---------- Text section

Audrey Hepburn (4 May 1929 – 20 January 1993) was a British actress who had an extensive career in film, television, and on the stage from 1948 to 1993. Considered by some to be one of the most beautiful women of all time, she was ranked as the third greatest screen legend in American cinema by the American Film Institute. Hepburn is also remembered as both a film and style icon. Her debut was as a flight stewardess in the 1948 Dutch film Dutch in Seven Lessons. Hepburn then performed on the British stage as a chorus girl in the musicals High Button Shoes (1948), and Sauce Tartare (1949). Two years later she made her Broadway debut as the title character in the play Gigi. Hepburn's Hollywood debut as a runaway princess in William Wyler's Roman Holiday (1953) opposite Gregory Peck made her a star. For her performance she received the Academy Award for Best Actress, the BAFTA Award for Best British Actress, and the Golden Globe Award for Best Actress in a Motion Picture – Drama. In 1954 she played a chauffeur's daughter caught in a love triangle in Billy Wilder's romantic comedy Sabrina opposite Humphrey Bogart and William Holden. In the same year Hepburn garnered the Tony Award for Best Actress in a Play for portraying the titular water nymph in the play Ondine.

--------------------
---------- Supplied data

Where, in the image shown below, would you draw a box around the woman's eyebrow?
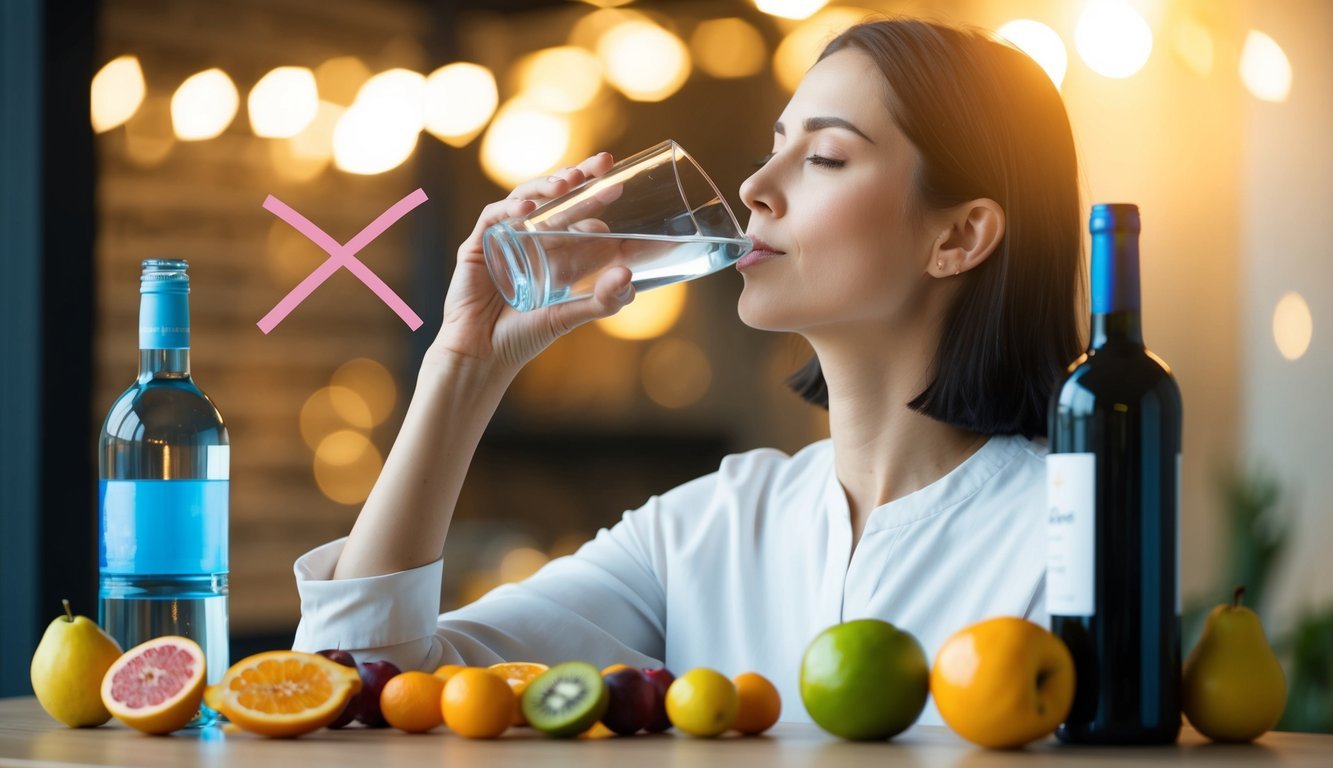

--------------------

— Exercise instructions —
In the Audrey Hepburn text, which role did she play in her Hollywood debut?

— Reply —
A runaway princess in William Wyler's Roman Holiday (1953).